Lists guide our lives.  Some are easy, even fun, like a menu or shopping list.  Some are simple tick-offs for work, like my wife’s honey-do list.  Others are frightening, like a draft list.

Some are melancholy, such as the inventory in a Will.  We are inspired by our bucket-list.  Finally, some are exciting, but stir conflict, like awedding invitation list.

I have a list, which makes me slightly anxious, a little depressed, and which takes modest courage to open up.  That is my patient’s list of daily X-ray reports.

Our Electronic Medical Record (EMR), as based around a home page or “Inbox.”  This is a continuously updated assembly of data and messages from our practice and patients.

There are medical orders to approve, questions from nurses and patients, billing inquiries, documents to sign, lab results and emergency alerts about patients in trouble.

Except for the drudgery of pushing through a pile of CMS documentation, those lists have scant emotional impact on me.  Not so the eighth list, just four from the bottom:  Radiology Documents.

These are the results delivered electronically of any MRI, CT scan, bone scan, chest X-ray or other imaging study, that I, or other doctors, have ordered on my patients.  Every 24 hours, between 15 and 30 new reports pop-up.

Opening this section I see three columns; the patient’s name, the date the test was performed, and the type of test.

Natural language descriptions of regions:
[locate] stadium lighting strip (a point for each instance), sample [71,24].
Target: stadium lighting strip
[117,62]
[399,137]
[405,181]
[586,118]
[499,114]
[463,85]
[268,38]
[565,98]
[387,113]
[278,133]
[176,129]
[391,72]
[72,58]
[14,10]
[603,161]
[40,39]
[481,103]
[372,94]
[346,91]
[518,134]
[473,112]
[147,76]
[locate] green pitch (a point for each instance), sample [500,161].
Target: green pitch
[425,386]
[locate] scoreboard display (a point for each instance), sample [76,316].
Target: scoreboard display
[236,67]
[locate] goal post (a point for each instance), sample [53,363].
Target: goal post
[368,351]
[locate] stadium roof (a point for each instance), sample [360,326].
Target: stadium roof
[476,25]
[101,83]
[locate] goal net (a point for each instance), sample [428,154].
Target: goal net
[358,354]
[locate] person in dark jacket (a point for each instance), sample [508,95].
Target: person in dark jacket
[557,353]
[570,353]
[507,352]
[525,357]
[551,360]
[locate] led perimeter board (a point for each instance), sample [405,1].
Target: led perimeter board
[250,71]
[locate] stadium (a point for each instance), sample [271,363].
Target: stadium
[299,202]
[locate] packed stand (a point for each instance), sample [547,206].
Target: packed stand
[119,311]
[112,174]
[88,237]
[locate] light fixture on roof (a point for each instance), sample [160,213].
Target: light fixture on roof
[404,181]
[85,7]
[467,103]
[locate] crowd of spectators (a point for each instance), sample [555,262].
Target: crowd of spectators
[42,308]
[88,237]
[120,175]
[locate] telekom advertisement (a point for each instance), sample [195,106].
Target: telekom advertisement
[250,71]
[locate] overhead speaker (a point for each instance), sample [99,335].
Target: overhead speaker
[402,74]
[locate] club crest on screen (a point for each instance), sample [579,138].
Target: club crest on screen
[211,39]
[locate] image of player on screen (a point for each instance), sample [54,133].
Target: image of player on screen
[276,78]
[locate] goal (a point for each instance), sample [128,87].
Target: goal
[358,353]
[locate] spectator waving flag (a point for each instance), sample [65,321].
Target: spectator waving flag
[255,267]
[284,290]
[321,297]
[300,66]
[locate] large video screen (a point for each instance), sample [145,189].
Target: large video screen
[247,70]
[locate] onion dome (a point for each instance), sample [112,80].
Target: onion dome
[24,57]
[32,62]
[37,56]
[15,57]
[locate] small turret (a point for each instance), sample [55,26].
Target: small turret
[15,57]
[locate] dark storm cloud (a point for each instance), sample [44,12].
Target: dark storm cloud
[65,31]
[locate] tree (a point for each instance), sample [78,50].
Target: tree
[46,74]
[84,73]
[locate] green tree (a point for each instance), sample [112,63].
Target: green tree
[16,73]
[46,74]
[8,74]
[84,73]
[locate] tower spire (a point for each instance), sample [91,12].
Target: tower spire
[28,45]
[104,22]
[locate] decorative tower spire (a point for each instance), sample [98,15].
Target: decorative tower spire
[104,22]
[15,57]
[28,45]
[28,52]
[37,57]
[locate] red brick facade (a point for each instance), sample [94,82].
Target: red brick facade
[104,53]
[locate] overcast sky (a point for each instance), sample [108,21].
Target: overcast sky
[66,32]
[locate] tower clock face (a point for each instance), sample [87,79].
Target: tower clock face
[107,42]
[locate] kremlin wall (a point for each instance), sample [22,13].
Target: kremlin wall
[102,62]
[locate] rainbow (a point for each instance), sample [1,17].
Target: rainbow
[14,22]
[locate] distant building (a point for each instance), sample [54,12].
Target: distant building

◆ TASK REQUIREMENTS ◆
• 1. Repeat the part of the piece on lists that opens with the words containing "Except for the" and closes with "new reports pop-up.".
• 2. According to the piece on lists, how many new radiology reports pop up every 24 hours?
Answer from the piece on lists alone, not from the items.

◆ OUTPUTS IN ORDER ◆
• 1.
Except for the drudgery of pushing through a pile of CMS documentation, those lists have scant emotional impact on me.  Not so the eighth list, just four from the bottom:  Radiology Documents.

These are the results delivered electronically of any MRI, CT scan, bone scan, chest X-ray or other imaging study, that I, or other doctors, have ordered on my patients.  Every 24 hours, between 15 and 30 new reports pop-up.

• 2. Between 15 and 30.